Take the line that has "residential building shown in this photo?" in it and every line after it to the end of the entries, and reproduce them exactly.

┄┄┄┄┄┄

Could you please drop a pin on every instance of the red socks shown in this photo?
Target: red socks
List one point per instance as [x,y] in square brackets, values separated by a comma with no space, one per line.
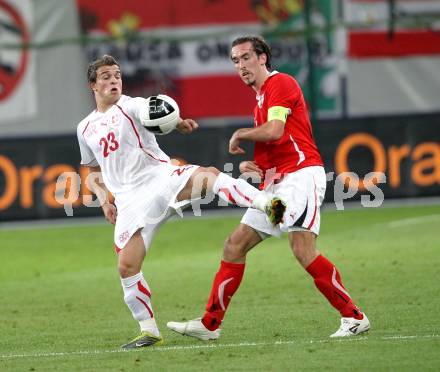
[226,282]
[328,281]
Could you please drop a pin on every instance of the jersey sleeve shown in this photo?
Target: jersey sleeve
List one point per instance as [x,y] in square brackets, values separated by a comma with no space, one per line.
[87,156]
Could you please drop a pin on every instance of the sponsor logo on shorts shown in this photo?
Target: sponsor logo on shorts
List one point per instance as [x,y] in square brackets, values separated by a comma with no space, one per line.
[124,236]
[180,170]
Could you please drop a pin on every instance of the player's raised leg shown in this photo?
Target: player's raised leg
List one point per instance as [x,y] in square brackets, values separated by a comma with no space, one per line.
[226,282]
[233,191]
[137,294]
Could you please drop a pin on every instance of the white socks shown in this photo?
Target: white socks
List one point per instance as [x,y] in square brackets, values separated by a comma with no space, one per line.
[239,192]
[137,296]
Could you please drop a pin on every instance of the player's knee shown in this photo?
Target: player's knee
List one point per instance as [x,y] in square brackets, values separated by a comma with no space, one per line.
[127,269]
[211,170]
[304,251]
[233,250]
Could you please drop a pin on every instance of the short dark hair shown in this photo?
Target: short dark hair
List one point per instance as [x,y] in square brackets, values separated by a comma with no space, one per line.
[259,44]
[105,60]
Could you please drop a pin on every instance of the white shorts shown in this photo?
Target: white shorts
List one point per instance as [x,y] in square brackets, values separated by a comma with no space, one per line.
[303,191]
[150,204]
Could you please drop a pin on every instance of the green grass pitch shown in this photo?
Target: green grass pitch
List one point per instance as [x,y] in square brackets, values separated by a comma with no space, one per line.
[61,305]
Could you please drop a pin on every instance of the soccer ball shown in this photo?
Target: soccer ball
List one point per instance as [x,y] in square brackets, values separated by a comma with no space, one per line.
[160,114]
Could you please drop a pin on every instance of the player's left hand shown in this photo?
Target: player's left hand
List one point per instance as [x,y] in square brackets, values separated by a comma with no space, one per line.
[110,212]
[187,126]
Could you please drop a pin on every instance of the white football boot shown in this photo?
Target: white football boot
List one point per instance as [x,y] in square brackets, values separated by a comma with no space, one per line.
[352,326]
[194,328]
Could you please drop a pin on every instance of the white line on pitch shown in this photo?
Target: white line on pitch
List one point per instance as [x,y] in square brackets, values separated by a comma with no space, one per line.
[212,346]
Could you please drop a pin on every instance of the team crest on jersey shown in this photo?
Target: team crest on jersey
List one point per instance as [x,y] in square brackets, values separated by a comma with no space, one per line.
[260,100]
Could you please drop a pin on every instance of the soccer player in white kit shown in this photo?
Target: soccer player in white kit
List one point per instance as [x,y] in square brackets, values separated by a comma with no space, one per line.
[146,186]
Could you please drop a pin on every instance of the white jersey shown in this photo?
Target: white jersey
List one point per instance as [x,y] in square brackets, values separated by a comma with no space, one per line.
[116,141]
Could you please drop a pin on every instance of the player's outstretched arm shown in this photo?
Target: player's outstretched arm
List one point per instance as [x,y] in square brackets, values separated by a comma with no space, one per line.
[249,166]
[187,126]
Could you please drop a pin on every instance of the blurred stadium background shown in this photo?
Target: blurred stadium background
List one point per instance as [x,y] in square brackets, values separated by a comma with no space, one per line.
[370,72]
[369,69]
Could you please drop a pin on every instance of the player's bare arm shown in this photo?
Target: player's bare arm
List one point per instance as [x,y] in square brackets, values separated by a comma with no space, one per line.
[269,131]
[102,193]
[186,126]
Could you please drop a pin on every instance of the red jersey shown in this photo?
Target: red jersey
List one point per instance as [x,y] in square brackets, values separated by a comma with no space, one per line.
[296,149]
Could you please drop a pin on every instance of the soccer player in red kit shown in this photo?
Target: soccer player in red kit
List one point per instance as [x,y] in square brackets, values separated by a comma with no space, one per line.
[287,159]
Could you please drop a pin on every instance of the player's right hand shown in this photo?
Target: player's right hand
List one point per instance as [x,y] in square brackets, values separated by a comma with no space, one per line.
[110,212]
[250,167]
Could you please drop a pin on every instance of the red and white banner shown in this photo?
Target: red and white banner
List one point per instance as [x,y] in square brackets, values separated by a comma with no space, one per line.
[17,68]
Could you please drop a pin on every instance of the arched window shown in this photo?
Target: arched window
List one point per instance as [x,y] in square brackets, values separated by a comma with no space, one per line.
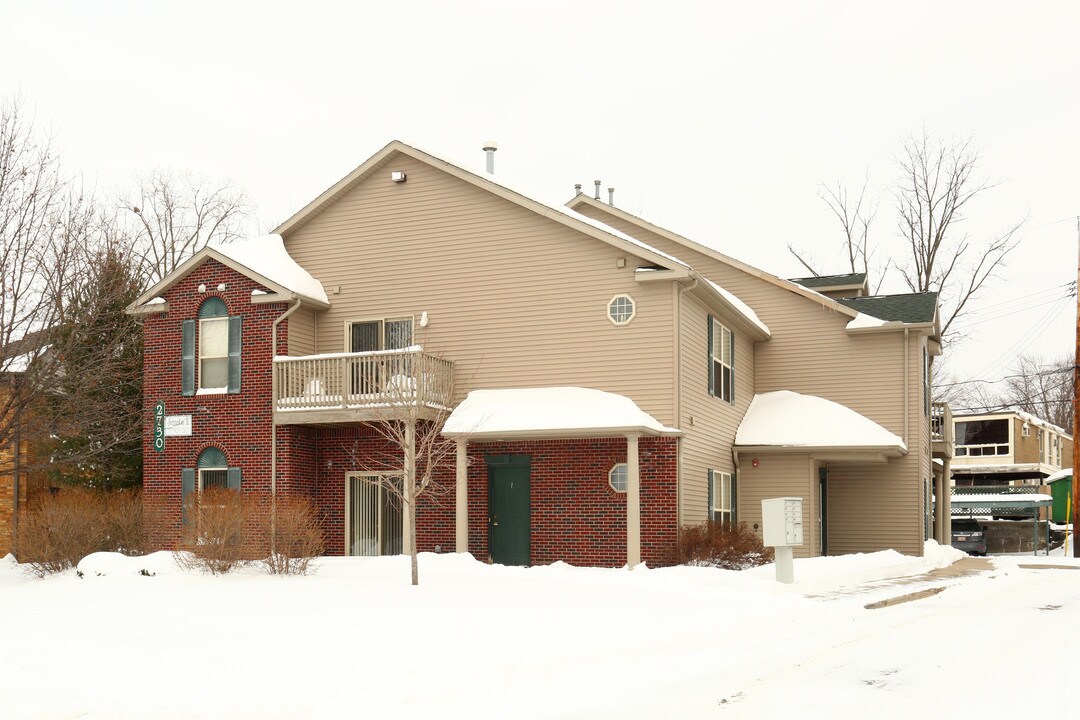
[212,471]
[214,366]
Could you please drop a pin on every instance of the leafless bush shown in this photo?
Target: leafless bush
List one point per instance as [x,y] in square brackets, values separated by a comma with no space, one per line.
[57,531]
[297,538]
[220,531]
[714,544]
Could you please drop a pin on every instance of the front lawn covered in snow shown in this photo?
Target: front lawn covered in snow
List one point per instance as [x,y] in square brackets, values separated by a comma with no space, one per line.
[142,638]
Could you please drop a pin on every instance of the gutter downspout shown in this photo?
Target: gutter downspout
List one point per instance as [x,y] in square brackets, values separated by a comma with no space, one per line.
[273,425]
[907,380]
[678,402]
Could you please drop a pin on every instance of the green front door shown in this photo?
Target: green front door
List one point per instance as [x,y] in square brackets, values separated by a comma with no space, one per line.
[508,498]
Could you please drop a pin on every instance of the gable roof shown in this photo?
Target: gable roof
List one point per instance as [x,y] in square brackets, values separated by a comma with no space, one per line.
[665,267]
[716,255]
[490,184]
[262,259]
[913,308]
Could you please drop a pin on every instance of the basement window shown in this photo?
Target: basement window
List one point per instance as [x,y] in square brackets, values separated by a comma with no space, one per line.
[621,309]
[617,477]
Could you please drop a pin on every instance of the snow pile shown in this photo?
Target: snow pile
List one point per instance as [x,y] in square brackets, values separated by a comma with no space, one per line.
[549,411]
[787,419]
[267,256]
[556,641]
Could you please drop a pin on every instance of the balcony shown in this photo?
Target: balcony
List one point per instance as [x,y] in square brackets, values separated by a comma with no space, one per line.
[341,388]
[942,438]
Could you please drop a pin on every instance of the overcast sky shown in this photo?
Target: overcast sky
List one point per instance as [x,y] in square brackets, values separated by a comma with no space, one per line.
[717,120]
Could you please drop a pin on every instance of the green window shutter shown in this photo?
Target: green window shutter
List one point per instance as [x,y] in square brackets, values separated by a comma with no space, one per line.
[234,354]
[709,511]
[188,358]
[709,358]
[187,487]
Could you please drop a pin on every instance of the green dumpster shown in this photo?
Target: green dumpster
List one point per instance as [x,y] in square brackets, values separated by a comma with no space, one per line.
[1061,486]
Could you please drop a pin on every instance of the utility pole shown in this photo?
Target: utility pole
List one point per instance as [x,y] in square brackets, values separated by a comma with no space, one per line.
[1076,410]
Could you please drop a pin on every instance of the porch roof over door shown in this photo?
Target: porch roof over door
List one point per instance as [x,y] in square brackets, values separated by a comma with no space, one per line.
[550,412]
[787,421]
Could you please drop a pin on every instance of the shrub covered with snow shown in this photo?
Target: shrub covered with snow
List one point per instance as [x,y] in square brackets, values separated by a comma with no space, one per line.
[61,529]
[716,544]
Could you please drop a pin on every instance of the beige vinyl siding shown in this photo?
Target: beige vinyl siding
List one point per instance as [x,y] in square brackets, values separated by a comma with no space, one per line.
[301,333]
[709,437]
[810,352]
[792,475]
[514,299]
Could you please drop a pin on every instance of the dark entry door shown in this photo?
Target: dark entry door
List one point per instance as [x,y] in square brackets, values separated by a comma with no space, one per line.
[509,516]
[823,507]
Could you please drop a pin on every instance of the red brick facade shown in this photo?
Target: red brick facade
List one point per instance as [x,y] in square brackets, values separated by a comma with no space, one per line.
[239,424]
[576,516]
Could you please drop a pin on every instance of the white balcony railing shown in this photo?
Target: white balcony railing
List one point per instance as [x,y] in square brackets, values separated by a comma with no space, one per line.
[363,380]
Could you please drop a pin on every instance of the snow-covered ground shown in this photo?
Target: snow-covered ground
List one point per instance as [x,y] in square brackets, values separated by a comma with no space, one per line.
[480,641]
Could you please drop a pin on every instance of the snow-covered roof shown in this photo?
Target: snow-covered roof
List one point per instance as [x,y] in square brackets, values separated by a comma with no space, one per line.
[550,412]
[863,321]
[262,259]
[267,256]
[786,419]
[741,307]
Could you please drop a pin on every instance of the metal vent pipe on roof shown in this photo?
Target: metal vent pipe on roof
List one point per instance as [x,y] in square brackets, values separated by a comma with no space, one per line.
[489,149]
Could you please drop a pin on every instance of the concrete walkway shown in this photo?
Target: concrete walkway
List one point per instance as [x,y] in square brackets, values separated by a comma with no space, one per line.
[894,591]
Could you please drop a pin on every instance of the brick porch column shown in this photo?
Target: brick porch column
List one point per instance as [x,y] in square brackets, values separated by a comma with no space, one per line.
[633,503]
[461,506]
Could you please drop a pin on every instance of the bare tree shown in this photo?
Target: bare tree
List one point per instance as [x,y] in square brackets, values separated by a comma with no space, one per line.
[1042,388]
[855,215]
[409,404]
[43,221]
[939,181]
[175,215]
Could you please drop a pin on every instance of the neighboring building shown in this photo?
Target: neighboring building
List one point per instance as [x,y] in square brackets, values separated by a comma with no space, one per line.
[1008,448]
[611,381]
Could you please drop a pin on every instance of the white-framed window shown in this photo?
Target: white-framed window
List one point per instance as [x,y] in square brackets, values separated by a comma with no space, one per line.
[374,520]
[214,353]
[210,354]
[212,471]
[621,309]
[720,497]
[617,477]
[379,334]
[721,343]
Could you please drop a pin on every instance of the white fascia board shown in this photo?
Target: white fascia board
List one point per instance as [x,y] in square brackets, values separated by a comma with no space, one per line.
[576,433]
[851,454]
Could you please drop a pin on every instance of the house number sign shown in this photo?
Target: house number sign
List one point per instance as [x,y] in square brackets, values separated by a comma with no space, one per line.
[159,426]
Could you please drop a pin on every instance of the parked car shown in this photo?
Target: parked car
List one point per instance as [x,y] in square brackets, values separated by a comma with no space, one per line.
[969,535]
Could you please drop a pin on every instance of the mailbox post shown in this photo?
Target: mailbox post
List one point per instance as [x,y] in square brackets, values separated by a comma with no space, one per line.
[782,529]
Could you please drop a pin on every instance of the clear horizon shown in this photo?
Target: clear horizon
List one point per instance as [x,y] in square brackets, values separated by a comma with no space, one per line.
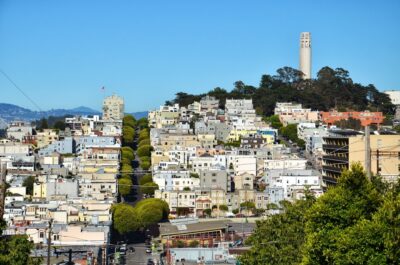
[61,54]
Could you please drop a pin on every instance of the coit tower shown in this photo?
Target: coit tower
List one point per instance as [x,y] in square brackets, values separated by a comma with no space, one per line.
[305,54]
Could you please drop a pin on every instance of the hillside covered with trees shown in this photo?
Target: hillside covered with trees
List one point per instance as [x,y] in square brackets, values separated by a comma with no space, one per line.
[355,222]
[332,88]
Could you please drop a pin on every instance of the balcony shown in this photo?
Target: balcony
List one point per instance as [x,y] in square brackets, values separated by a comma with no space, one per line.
[337,170]
[341,148]
[336,158]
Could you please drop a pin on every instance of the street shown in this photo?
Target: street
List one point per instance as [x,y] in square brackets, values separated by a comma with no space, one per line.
[140,256]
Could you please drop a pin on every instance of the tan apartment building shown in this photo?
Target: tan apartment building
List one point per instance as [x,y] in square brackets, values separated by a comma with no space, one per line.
[385,154]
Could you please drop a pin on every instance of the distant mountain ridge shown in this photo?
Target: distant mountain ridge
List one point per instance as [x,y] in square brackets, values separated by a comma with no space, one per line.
[11,112]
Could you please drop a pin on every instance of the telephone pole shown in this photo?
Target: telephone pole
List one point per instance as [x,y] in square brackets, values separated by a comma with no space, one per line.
[367,152]
[49,241]
[2,187]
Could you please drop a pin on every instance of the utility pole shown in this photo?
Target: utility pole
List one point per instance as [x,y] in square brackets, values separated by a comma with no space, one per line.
[377,162]
[367,152]
[49,240]
[2,187]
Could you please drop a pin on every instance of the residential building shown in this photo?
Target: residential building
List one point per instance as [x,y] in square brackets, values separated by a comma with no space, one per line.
[365,117]
[113,108]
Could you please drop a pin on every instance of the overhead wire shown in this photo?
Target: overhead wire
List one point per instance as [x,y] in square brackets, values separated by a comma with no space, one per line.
[20,90]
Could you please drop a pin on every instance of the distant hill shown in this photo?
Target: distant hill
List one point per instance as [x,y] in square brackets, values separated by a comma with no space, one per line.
[331,89]
[10,112]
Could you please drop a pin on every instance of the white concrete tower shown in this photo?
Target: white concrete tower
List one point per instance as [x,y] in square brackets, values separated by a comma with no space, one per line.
[305,54]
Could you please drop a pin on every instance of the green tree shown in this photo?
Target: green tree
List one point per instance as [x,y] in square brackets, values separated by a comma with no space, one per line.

┄┄┄┄┄┄

Solved problem:
Could you please drop a pin on every instance of the residential building shown in this photo?
Target: residential building
List one point per instance as [x,y] in square brackets, values separated by a comma with no space, one per line.
[365,117]
[113,108]
Could you please drop a pin on every instance of the overhead wire shown in this photo?
Target: overhead wire
List one point per instance as [x,y] in square brackets, values separated by a comma with no space, one per line.
[20,90]
Could you please drop a pin on every instance of the distant hill shown in this photo?
Target: distant hill
List one point per instance as [x,y] in square brackets, values separated by a comma with no space, one per line.
[331,89]
[10,112]
Could you please drop a pin on every instance of the white concrete tower shown in this photo?
Target: white concrete tower
List one point per instance as [x,y] in square brackets, values separated by a comma with no space, one per line.
[305,54]
Could you please drop a pin on every instance of the green tree shown in this photo?
Target: green tree
List one point per instance as [x,y] in square brackets, values separated by a comma with no space, one per line.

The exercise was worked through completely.